» **Problem to work on**
Reproduce only this part of the listing: the line with "In this photo, where can the wooden table", plus every line after it through the last.

» **Material for this exercise**

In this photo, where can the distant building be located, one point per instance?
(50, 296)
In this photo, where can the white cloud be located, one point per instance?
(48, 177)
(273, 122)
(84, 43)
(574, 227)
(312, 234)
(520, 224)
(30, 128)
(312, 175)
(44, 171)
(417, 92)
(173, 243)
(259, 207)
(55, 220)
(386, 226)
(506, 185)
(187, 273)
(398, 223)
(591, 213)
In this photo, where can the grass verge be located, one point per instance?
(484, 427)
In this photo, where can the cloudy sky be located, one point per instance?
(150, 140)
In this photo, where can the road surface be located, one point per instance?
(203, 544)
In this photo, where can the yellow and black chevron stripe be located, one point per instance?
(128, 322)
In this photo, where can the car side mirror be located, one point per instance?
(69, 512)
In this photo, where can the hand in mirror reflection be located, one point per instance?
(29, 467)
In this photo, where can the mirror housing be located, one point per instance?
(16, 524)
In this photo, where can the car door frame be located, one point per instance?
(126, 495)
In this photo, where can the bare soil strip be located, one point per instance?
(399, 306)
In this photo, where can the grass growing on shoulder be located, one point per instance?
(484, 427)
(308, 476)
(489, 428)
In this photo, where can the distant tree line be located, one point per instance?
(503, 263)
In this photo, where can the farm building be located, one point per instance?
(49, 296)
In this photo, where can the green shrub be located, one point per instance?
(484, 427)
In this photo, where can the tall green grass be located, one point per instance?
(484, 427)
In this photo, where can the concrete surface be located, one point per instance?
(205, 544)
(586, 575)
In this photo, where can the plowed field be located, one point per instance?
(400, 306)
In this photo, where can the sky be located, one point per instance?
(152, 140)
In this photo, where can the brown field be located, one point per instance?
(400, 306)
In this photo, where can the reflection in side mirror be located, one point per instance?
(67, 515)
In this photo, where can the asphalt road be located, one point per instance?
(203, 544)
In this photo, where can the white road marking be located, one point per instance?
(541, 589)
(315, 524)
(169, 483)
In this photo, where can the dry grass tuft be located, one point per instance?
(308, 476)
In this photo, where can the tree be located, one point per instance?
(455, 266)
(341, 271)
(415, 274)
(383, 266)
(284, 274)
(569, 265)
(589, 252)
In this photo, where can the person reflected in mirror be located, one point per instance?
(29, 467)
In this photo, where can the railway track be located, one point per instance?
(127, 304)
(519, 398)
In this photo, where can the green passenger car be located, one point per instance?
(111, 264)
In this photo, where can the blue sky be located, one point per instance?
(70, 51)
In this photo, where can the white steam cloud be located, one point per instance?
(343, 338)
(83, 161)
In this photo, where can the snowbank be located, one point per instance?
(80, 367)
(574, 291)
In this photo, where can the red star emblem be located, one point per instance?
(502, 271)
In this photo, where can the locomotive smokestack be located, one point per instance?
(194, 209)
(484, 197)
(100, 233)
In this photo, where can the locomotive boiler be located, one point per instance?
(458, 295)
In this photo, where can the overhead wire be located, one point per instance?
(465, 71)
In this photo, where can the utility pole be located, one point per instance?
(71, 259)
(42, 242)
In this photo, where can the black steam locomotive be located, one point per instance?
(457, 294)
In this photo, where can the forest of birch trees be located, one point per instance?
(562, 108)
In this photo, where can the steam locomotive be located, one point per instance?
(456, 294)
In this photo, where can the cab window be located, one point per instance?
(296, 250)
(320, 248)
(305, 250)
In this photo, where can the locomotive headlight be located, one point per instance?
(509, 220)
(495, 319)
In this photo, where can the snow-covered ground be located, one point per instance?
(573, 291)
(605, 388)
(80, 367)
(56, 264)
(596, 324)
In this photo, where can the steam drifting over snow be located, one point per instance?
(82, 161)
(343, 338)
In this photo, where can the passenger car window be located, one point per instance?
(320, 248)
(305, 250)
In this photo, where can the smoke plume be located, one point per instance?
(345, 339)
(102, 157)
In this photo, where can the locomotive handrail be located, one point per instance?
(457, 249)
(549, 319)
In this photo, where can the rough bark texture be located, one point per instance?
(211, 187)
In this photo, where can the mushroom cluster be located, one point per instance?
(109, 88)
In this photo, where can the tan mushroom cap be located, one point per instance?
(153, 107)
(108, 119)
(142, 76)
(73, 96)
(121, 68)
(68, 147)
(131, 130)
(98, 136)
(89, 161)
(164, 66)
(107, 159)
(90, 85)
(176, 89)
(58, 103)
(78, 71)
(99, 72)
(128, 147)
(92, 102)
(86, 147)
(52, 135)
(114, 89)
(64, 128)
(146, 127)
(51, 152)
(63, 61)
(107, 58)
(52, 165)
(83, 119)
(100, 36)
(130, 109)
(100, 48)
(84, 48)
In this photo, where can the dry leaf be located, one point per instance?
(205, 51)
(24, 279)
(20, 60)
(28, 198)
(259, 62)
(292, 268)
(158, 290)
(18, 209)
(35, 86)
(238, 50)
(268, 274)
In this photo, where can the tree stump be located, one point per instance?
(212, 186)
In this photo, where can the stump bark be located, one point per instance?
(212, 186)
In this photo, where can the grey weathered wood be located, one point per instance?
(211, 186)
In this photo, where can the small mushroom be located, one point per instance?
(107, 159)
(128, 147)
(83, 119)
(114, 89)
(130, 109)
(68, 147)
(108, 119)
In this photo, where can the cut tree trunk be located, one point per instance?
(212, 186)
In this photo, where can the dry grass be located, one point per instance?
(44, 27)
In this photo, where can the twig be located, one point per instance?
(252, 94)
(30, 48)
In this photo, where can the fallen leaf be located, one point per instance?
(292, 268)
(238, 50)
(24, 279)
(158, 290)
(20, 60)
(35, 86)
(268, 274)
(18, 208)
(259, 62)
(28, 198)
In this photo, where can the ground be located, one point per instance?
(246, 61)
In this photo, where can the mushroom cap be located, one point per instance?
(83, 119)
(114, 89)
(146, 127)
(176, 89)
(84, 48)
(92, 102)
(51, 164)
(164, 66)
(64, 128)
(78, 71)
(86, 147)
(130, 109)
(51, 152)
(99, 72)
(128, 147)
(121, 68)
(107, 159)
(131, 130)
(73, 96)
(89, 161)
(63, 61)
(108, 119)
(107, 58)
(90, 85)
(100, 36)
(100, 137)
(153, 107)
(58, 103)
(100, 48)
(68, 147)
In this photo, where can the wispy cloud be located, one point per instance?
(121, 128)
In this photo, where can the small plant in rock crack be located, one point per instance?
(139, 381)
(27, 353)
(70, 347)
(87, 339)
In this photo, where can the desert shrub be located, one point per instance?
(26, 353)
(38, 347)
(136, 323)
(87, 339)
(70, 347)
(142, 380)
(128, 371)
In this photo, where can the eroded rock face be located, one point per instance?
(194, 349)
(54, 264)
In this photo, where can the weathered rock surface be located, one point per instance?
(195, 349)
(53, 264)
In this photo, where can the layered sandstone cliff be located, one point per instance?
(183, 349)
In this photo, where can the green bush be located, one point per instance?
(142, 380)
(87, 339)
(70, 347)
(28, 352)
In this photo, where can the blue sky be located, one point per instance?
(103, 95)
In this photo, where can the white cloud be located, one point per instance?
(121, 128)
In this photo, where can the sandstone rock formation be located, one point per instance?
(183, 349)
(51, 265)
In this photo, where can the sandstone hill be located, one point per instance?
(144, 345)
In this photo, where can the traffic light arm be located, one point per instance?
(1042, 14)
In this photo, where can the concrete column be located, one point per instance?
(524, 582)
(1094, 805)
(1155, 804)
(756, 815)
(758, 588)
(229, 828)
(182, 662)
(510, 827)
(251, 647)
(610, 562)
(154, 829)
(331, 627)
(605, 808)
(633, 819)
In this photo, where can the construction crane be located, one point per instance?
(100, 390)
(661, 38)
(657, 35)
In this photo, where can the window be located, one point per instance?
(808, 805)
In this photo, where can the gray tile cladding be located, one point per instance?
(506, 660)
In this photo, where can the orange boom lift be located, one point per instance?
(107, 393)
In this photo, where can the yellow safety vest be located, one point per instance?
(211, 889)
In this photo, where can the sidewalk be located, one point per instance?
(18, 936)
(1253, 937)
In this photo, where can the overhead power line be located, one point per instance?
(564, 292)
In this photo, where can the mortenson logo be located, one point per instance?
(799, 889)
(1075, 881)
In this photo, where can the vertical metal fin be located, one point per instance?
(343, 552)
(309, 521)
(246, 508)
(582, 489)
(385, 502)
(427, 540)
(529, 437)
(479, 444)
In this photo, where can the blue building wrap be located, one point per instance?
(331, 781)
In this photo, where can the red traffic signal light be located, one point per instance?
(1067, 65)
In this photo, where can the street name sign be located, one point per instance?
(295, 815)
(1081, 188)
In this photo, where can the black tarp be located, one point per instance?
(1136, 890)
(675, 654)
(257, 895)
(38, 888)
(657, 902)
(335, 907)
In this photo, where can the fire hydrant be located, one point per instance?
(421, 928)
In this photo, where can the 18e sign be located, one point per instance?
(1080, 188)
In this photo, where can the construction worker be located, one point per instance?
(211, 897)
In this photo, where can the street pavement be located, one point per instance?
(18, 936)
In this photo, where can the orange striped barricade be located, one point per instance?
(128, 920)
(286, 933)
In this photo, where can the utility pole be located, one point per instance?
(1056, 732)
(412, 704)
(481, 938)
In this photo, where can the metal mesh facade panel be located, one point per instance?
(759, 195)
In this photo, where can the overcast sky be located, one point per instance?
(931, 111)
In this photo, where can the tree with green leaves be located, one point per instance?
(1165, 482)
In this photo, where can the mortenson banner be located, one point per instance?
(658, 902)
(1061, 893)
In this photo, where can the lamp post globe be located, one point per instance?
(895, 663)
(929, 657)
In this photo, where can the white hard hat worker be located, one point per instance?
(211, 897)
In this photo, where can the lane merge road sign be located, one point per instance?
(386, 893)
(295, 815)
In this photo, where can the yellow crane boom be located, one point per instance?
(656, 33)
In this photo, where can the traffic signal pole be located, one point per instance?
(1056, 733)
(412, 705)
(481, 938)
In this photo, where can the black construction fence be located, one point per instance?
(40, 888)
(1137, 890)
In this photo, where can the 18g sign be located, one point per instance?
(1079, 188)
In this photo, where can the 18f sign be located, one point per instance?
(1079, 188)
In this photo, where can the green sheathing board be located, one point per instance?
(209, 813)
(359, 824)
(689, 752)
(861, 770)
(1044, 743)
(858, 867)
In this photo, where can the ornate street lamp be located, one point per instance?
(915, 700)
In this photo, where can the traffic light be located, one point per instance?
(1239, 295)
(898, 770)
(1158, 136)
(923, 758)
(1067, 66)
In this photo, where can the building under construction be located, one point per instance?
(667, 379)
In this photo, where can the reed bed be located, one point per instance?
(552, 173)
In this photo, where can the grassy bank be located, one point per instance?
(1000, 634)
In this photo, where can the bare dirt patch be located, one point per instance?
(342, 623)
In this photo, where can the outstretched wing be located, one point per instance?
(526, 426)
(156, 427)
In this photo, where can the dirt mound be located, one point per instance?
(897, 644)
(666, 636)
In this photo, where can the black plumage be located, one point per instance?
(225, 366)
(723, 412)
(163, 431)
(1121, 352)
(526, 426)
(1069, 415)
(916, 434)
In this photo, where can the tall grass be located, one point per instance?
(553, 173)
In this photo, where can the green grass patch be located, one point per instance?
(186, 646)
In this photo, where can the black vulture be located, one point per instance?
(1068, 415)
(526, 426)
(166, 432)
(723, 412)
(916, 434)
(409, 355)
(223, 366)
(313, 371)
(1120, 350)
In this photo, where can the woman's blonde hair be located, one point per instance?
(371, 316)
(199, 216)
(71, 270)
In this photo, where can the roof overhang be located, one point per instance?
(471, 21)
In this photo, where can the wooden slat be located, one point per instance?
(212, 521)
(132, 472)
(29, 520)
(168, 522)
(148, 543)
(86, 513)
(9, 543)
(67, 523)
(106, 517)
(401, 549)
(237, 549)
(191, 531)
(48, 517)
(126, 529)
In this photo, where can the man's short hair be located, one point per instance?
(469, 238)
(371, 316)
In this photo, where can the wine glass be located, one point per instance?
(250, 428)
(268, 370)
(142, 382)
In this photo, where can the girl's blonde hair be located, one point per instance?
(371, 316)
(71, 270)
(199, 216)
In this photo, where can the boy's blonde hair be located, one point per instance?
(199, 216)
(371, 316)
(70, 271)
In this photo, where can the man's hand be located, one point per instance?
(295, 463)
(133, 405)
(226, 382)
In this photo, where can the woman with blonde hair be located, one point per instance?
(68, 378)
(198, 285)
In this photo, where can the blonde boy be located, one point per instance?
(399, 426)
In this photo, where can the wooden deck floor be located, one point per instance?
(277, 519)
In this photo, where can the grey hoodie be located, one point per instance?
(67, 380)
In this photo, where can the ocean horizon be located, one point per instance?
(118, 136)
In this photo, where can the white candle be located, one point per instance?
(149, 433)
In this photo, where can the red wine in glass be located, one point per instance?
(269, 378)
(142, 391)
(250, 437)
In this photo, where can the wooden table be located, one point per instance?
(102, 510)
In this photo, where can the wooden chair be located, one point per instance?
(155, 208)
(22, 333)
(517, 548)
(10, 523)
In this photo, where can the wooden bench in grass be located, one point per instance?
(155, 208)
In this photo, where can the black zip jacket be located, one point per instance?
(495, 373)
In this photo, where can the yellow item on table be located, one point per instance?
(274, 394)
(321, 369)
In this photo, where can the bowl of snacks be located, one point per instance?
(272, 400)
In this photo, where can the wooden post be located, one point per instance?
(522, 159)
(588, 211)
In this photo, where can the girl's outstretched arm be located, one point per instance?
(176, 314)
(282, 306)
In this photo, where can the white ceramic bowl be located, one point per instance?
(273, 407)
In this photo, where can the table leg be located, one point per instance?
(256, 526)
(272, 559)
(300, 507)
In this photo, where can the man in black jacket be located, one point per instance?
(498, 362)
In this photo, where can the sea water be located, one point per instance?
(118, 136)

» **Exercise solution**
In this photo, where can the wooden table be located, one point per instance?
(102, 510)
In this photo, where can the wooden chair be located, one point per instance?
(155, 208)
(22, 333)
(517, 548)
(10, 523)
In this photo, where can the wooden bench in grass be located, one point per instance?
(155, 208)
In this photo, where can the black zip jacket be located, one point per instance?
(495, 373)
In this photo, where can the yellow item on table be located, one point per instance?
(274, 394)
(321, 369)
In this photo, where can the bowl of snacks be located, one point per instance?
(272, 400)
In this photo, where can the wooden post be located, one point per instance?
(522, 159)
(588, 211)
In this photo, where can the girl's outstretched arm be located, one point per instance?
(176, 314)
(282, 306)
In this photo, where can the white ceramic bowl be located, one point per instance?
(273, 407)
In this photo, where can the table leg be located, one point per instance?
(256, 526)
(272, 559)
(300, 507)
In this photo, where can the man in black jacket be located, one point per instance?
(498, 362)
In this photo, where can the sea water be located, one point per instance?
(118, 136)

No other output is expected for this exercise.